Segment Start: Information given

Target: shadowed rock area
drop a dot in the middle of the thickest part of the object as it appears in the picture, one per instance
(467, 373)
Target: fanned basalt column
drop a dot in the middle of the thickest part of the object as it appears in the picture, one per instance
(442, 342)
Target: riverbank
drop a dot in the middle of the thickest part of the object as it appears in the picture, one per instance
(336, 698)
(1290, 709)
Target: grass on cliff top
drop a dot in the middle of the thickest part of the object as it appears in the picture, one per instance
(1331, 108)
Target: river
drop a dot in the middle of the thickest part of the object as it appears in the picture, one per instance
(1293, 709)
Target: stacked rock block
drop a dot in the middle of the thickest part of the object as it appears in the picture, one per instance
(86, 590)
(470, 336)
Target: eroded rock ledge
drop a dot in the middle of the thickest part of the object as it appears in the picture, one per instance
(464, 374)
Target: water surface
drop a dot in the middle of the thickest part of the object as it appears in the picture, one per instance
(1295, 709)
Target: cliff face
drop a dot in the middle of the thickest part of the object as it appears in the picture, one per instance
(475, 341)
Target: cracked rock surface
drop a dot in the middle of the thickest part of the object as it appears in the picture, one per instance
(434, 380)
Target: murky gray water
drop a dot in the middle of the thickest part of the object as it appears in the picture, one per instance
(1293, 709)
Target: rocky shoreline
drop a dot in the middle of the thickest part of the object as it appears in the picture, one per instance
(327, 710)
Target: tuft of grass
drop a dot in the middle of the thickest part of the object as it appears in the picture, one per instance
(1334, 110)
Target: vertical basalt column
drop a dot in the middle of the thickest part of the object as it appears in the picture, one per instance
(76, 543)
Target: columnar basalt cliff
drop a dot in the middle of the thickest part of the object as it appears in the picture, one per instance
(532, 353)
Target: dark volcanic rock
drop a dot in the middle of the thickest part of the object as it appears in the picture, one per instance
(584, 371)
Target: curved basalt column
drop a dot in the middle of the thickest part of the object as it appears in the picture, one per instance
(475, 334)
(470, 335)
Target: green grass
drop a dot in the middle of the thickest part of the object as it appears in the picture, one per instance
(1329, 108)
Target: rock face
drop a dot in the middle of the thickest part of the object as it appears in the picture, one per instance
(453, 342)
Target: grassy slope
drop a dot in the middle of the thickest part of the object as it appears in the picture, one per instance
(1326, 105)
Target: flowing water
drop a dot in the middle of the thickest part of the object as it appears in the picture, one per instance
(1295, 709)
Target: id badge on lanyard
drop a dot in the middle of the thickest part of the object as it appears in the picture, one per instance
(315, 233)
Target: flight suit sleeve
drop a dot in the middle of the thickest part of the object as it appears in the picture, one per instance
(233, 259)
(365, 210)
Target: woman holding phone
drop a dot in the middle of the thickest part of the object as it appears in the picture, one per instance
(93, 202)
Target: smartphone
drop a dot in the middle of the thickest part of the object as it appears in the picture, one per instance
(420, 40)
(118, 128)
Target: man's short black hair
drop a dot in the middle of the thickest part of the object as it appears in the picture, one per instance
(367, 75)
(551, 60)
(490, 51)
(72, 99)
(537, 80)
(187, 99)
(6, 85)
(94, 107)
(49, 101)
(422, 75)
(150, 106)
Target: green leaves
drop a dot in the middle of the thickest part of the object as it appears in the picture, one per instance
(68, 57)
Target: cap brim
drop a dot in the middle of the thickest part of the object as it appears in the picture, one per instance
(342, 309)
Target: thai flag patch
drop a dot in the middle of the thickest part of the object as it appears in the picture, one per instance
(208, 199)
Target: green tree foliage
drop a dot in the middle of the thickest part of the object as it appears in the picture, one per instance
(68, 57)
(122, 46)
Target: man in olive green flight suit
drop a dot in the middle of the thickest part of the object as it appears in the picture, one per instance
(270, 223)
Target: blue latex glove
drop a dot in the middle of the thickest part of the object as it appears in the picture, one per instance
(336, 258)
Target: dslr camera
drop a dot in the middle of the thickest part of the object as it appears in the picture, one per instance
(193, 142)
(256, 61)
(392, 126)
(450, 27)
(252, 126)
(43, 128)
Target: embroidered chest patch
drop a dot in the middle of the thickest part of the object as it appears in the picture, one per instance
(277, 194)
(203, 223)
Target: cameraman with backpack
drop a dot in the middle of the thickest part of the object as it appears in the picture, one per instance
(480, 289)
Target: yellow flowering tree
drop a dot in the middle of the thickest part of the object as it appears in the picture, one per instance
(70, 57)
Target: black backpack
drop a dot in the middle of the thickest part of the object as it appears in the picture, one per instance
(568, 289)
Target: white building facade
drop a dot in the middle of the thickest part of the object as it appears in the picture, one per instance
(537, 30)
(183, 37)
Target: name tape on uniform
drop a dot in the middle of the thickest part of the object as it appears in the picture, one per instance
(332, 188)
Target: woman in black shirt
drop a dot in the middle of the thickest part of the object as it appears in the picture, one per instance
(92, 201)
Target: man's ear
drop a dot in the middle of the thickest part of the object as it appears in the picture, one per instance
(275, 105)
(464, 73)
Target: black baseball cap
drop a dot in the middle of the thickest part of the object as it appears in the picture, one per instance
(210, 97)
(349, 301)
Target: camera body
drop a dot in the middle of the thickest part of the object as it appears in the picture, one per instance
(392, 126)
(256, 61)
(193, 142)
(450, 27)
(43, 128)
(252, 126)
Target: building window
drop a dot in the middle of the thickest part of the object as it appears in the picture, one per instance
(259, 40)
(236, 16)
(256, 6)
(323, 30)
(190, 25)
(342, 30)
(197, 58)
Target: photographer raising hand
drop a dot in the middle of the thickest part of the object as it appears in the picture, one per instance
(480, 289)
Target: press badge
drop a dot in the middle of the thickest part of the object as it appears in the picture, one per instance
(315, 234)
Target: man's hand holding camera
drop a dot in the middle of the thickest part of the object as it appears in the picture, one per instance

Segment End: Information given

--- Task description ---
Copy all of the data. Keep every word exactly as it is.

--- Worked solution ---
Target: shadowed rock area
drop a dot in the middle of the thickest part of the object as it appears in the picture, one per instance
(467, 373)
Target: fanned basalt column
drop a dot in the middle of the thickest part of the object as it appears in the picture, one per instance
(442, 342)
Target: riverbank
drop a dot in the middle of the thickest part of the object as it appears in the picture, one per instance
(336, 698)
(1290, 709)
Target: grass on cliff top
drop a dot in the middle of the thickest part of the object as it appears in the picture, one per instance
(1331, 108)
Target: river
drop a dot in the middle of the thickest part of the object as it appears in the picture, one per instance
(1293, 709)
Target: stacked rock block
drop a dot in the middle of the thickest part of the object as it appears in the picture, one per instance
(86, 590)
(470, 336)
Target: eroded rock ledge
drop a dot in the middle of the thickest part of the object as it appears in the picture, one per instance
(464, 374)
Target: water surface
drop a dot in the middle of the thickest part of the object as it appears in the picture, one per instance
(1295, 709)
Target: cliff face
drop a dot in the middle of the thickest part of the object as it appears in the picture, one per instance
(475, 341)
Target: cracked rock surface
drop a dot in the middle of the thickest part of the object as it appears in the picture, one per instance
(434, 380)
Target: murky gray water
drop a dot in the middle of the thickest part of the object as it appears in the picture, one per instance
(1293, 709)
Target: rocky shoreline
drop a dot in the middle of the thickest part of the object as it appears in the picture, one per instance
(327, 710)
Target: tuft of grass
drop a dot in the middle of the thickest part of the object as it appears in the picture, one per instance
(1334, 110)
Target: vertical basalt column
drop a dot in the middle of the thickest part of the object as it appears in the picture, one per instance
(76, 543)
Target: columnar basalt cliff
drop a dot in the middle of the thickest part of the object as it appears in the picture, one per instance
(532, 353)
Target: dark volcanic rock
drop a dot in the middle of the thickest part of the object as it appears in the picture, one per instance
(584, 371)
Target: curved basalt column
drop a dot in the middle of the thickest part of the object as it appears in the picture, one per instance
(475, 334)
(470, 335)
Target: green grass
drop a dot in the middle of the thickest part of the object as it appears in the picture, one per instance
(1329, 108)
Target: rock face
drop a dot in the middle of the thickest part of the object as it appears in the picture, one per instance
(453, 342)
Target: grassy slope
drop a dot in the middle of the thickest part of the object as it appears in the picture, one per instance
(1326, 105)
Target: flowing water
drop a dot in the middle of the thickest part of the object as it appears in the picture, one per instance
(1295, 709)
Target: id badge on lanyard
drop a dot in the middle of the thickest part of the object as it appears in the picture, one per instance
(315, 233)
Target: flight suit sleeve
drop a dot in the middle of the thickest part of the object as it appears in the picture, one per instance
(233, 259)
(365, 210)
Target: woman holding phone
drop a dot in the middle of the thickest part of the object as it appears in the picture, one per instance
(93, 202)
Target: smartphone
drop a dot in the middle of the thickest part of the object as it appears in the picture, one per instance
(420, 40)
(118, 128)
Target: man's short black hair
drop a dot in the middle of the thickest part of the object as it appears in the picture, one per instance
(367, 75)
(551, 60)
(490, 51)
(72, 99)
(537, 80)
(187, 99)
(6, 85)
(94, 107)
(49, 101)
(422, 75)
(150, 106)
Target: green leaves
drop a dot in the middle of the thickest part of the object as it appears in the picture, one per instance
(68, 57)
Target: cap brim
drop a dot in the middle of the thickest part of the object as it appears in the picture, one per instance
(342, 309)
Target: thai flag patch
drop a dot in the middle of the thickest part of the object as it appears in the picture, one per instance
(208, 199)
Target: green tree foliage
drop a dot in the middle of the thickest part of the object as it appears in the picture, one per instance
(68, 57)
(122, 46)
Target: man in olive green flight suit
drop a dot in the middle of the thickest part of the object as it appears in the picture, one per instance
(270, 223)
Target: blue latex glove
drop a dot in the middle of the thickest part of the object as it appears in the picture, one per instance
(336, 258)
Target: dslr camera
drop a dot in the middle of the thickest part of the object as it appears in the picture, one per instance
(193, 142)
(256, 61)
(392, 126)
(450, 27)
(252, 126)
(43, 128)
Target: embroidered chest patch
drop a dot in the middle of the thickest part of the object as it appears in the picture, one per instance
(277, 194)
(203, 223)
Target: cameraman with backpack
drop a dot in the middle of the thickest part of the object as it appears in the picture, one per instance
(480, 289)
Target: yellow flowering tree
drop a dot in the middle of the thickest part of the object as it appears in the picture, one per instance
(70, 57)
Target: black backpack
drop a dot in the middle of the thickest part of the object as it appears in the picture, one per instance
(568, 289)
Target: white building facade
drop a dot in the middle of the thickest part of the object as it appears in the picture, one per instance
(537, 30)
(183, 37)
Target: name tape on uniform
drop a dot in the middle of the thickest part of the object as it appears in the picture, one per instance
(332, 188)
Target: woman in black shirt
drop a dot in the middle of the thickest part of the object as it appears in the picture, one per instance
(92, 201)
Target: man's ear
drop a dot in the middle of the thickest part of the object as it appears in the picture, one per instance
(275, 105)
(464, 73)
Target: black baseball cap
drop a dot in the middle of the thickest part of the object as it appears in the picture, one per instance
(210, 97)
(349, 301)
Target: camera body
drop a dot in the middle of the thickest part of the object as it appears in the picture, one per instance
(392, 126)
(256, 61)
(193, 142)
(450, 27)
(43, 128)
(252, 126)
Target: building window
drop a dot in the middle of the thickest part of the object as it appears in the picture, one per instance
(259, 40)
(236, 16)
(256, 6)
(323, 30)
(190, 25)
(342, 30)
(197, 58)
Target: photographer raising hand
drop a dot in the middle of the thickest part of the object as it appears in the picture, one per instance
(480, 289)
Target: press badge
drop a dot in the middle of the thickest part of the object as it appears in the picture, one per instance
(315, 234)
Target: man's hand holding camera
drop a dot in the middle of the thickest part of the object as it appears in the picture, one per instance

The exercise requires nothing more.